• **Document segment**

[Start of Attachment]

Using Luther, Zwingli, Calvin, and Augustine as examples, Olson puts on display their dark side. No, not their dark side before accepting Christ, but their dark side post-Christian. In essence, this is what it comes down to:
Luther: Advocated the total annihilation of the Jews.
Augustine: Advocated the total annihilation of heretics.
Zwingli: Arrested and tortured Hubmaier until he recanted of his heresy.
Calvin: (you knew it was coming) Advocated the burning of the anti-Trinitarian Servetus.
Olson does not like these historic Christian titans acting in such a way. Without getting into the details involved here or the cultural toleration and advocacy of such, let’s just say that none of us do. Its Olson’s “solution” that that makes me scratch my head. While not assigning them to the fires of Purgatory, he does not want them to get a “free” pass. He thinks that some intellectual atonement needs to be made before they are granted access to paradise. In his words:
“[W]ith regard to Augustine, Luther, Zwingli and Calvin (among others) I’m faced with a dilemma. Are they in paradise now? Are they enjoying the bliss of being in the presence of Jesus? I am not their judge, but I would like to think so. But that presses me back to considering some concept like purgatory. Lull’s little dialogue book gave me the possible answer. (Remember–I’m talking about a hypothesis and not a new doctrine.)
What’s wrong with a Protestant believing that upon entering paradise a hate-filled Christian leader of the past who condoned torture and even murder (I don’t know what else to call the burning of Servetus even though it was technically legal–we still call “legal” stonings of women in certain countries “murder”) has to take a spiritually therapeutic “class” of correction?

[End of Attachment]

• **Recorded information**
[Start of Attachment]

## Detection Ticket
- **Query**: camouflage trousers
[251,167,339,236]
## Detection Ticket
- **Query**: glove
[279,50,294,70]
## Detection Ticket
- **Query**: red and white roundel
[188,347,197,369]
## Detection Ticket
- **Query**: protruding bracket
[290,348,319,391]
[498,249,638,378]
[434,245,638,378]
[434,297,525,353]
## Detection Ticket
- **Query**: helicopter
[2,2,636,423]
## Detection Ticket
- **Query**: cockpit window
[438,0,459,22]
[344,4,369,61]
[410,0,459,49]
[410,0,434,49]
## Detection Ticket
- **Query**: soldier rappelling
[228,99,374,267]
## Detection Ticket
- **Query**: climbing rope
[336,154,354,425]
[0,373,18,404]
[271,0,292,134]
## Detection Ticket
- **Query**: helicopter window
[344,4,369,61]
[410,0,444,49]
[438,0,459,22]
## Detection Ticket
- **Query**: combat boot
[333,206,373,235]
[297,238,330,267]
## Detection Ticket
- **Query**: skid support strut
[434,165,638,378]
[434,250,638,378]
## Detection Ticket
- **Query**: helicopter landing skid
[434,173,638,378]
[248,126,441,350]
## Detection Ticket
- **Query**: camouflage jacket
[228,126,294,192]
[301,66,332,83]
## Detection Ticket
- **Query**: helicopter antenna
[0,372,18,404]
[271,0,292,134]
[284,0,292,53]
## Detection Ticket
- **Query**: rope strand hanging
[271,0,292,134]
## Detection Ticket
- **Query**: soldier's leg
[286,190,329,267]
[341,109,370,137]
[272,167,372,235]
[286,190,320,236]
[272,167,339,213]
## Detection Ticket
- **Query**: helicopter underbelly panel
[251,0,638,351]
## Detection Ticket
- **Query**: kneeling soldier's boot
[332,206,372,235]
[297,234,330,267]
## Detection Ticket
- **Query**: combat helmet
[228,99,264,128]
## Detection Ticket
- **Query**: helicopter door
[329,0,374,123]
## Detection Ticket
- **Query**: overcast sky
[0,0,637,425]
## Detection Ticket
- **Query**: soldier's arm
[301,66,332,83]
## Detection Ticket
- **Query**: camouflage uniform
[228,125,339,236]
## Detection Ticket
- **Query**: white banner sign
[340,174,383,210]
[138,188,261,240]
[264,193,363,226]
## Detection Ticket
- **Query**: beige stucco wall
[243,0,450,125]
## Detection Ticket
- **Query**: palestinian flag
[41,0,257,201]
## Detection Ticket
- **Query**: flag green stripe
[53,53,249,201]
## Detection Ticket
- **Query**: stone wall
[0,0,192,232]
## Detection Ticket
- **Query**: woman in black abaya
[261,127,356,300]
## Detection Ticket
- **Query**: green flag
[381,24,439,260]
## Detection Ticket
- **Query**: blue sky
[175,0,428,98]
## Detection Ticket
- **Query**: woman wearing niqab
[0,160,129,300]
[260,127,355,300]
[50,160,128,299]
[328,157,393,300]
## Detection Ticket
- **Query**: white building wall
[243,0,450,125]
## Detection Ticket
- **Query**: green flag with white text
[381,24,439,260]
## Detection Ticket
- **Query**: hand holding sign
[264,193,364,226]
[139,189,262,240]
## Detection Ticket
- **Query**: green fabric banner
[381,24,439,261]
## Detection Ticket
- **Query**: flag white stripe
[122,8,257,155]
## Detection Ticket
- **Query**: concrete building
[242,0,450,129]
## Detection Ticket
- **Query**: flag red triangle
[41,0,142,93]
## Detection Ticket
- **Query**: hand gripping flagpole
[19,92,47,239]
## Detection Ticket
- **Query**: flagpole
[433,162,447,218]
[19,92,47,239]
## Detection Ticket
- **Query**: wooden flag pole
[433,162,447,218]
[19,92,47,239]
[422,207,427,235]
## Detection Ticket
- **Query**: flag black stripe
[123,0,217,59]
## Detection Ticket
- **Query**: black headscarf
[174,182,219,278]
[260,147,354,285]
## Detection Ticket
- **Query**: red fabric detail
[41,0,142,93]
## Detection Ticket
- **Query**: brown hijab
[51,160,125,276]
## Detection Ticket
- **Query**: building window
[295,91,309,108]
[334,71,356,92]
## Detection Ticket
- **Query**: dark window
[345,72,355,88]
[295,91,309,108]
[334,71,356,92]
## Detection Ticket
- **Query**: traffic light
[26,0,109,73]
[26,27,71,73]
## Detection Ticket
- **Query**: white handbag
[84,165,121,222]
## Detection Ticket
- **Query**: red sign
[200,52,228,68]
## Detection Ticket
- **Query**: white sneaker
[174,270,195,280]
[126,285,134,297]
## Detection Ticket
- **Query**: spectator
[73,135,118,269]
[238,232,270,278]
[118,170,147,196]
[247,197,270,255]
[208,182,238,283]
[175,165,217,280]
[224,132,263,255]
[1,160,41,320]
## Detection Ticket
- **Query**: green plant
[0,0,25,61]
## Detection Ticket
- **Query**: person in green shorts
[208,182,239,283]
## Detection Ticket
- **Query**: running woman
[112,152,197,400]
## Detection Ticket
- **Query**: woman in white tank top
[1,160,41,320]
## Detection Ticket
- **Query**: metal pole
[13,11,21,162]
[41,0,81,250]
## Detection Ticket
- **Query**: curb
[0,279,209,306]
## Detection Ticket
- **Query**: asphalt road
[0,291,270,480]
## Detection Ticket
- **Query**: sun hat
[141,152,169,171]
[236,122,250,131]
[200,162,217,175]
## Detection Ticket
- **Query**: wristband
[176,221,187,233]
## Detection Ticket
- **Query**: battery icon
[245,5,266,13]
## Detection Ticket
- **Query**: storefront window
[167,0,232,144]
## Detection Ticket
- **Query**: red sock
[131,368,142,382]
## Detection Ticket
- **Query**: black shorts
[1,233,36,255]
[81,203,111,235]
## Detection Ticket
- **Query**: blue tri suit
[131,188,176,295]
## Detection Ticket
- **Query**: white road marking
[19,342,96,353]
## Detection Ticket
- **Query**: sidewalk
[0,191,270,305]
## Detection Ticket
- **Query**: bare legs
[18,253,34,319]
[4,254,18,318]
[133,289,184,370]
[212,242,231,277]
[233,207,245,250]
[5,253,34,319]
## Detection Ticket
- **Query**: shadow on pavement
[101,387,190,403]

[End of Attachment]

• **Problems and tasks**
• 1. Name each Christian leader the passage about Olson lists along with what that passage says he did.
• 2. Write the next part of the passage about Olson and the dark side of the Christian leaders, picking up after its last sentence.

• **Answers per task**
• 1.
Luther: advocated the total annihilation of the Jews.
Augustine: advocated the total annihilation of heretics.
Zwingli: arrested and tortured Hubmaier until he recanted of his heresy.
Calvin: advocated the burning of the anti-Trinitarian Servetus.

• 2.
I can imagine (only imagine, you realize!) Zwingli entering the pearly gates (imagery–because there’s no reason to believe paradise has gates!) and being greeted by Hubmaier who says ‘Ulrich, it’s nice to see you here. I’ve completely forgiven you. But Christ has assigned me as your tutor and guide during your orientation to paradise. Here, sit down, let me offer you some correction about treatment of people with whom you disagree.'”
What is wrong with hate-filled Christians going through corrective therapy as a consequence for their sinful thinking? Really? Are we being serious here? If Olson had simply said that we will all be learning in heaven, if Olson had said that all our thinking be instantaneously sanctified upon entering Paradise, maybe if this was not in the context of Purgatory, I might have been able to follow him a bit more. But to suggest that certain people are just too bad to get a true free pass evidences how difficult it is, even for someone as astute as Olson, to comprehend how radical God’s grace is and how sinful we all are. To single out these fellas is problematic as it seems, like the Catholic doctrine of Purgatory, to place a breaking point on the grace of God.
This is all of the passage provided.